--- Description of the task ---
From the first line to the last, retype the listing without any alteration.

--- Available data ---
------------

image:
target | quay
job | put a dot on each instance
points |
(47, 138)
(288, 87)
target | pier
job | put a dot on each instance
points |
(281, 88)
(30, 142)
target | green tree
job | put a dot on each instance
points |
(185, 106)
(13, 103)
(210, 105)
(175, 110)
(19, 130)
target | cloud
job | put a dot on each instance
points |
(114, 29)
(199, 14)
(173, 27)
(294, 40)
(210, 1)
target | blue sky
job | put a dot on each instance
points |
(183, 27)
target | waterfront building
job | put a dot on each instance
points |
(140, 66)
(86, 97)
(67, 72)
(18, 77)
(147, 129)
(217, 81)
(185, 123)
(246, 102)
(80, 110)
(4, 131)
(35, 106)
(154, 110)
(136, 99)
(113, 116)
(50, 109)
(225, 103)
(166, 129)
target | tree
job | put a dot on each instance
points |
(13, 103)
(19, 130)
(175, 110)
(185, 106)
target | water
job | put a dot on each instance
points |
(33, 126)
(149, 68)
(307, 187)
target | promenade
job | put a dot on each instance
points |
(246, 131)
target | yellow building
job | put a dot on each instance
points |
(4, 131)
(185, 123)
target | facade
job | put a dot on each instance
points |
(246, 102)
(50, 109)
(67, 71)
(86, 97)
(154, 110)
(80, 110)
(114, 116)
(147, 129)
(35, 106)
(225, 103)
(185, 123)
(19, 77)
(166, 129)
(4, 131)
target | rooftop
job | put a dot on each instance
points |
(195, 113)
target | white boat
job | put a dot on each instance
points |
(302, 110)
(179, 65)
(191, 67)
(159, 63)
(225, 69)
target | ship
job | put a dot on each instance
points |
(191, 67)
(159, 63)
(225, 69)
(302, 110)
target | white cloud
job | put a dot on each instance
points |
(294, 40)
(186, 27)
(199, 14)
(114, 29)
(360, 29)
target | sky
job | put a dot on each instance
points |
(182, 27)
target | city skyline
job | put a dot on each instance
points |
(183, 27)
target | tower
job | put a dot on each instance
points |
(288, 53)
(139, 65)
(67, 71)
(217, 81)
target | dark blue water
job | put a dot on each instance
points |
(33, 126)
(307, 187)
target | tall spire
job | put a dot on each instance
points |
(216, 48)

------------

--- Solution below ---
image:
target | quay
job | put a dot on each instance
points |
(47, 138)
(288, 87)
target | pier
job | put a dot on each instance
points |
(281, 88)
(30, 142)
target | green tree
job | put a dot on each instance
points |
(185, 106)
(13, 103)
(210, 105)
(175, 110)
(19, 130)
target | cloud
job | put a dot on each instance
points |
(114, 29)
(199, 14)
(173, 27)
(294, 40)
(210, 1)
target | blue sky
job | put a dot on each instance
points |
(183, 27)
target | waterfront building
job | put a dot on each instance
points |
(140, 66)
(86, 97)
(67, 72)
(18, 77)
(147, 129)
(217, 81)
(185, 123)
(246, 102)
(80, 110)
(4, 131)
(35, 106)
(154, 110)
(136, 99)
(113, 116)
(50, 109)
(225, 103)
(166, 129)
target | tree
job | put a dot on each instance
points |
(13, 103)
(19, 130)
(175, 110)
(185, 106)
target | water
job | put a dot on each instance
points |
(33, 126)
(149, 68)
(307, 187)
target | promenade
job | put a dot on each instance
points |
(246, 131)
target | yellow building
job | put a dot on each instance
points |
(4, 131)
(185, 123)
target | facade
job | put a dot on each instance
points |
(246, 102)
(50, 109)
(67, 71)
(86, 97)
(154, 110)
(80, 110)
(114, 116)
(147, 129)
(35, 106)
(225, 103)
(185, 123)
(19, 77)
(166, 129)
(4, 131)
target | rooftop
job | put a dot on each instance
points |
(195, 113)
target | white boat
job | put a dot on each instance
points |
(302, 110)
(179, 65)
(191, 67)
(159, 63)
(225, 69)
target | ship
job | put a dot on each instance
points |
(191, 67)
(159, 63)
(225, 69)
(302, 110)
target | white cloud
job | put a dot on each instance
points |
(294, 40)
(186, 27)
(199, 14)
(114, 29)
(360, 29)
target | sky
job | put a dot on each instance
points |
(182, 27)
target | city skyline
job | put a dot on each instance
points |
(183, 27)
target | tower
job | put a dot on each instance
points |
(288, 53)
(139, 65)
(67, 71)
(217, 81)
target | dark blue water
job | put a dot on each instance
points |
(33, 126)
(307, 187)
target | tall spire
job | put a dot on each instance
points |
(216, 48)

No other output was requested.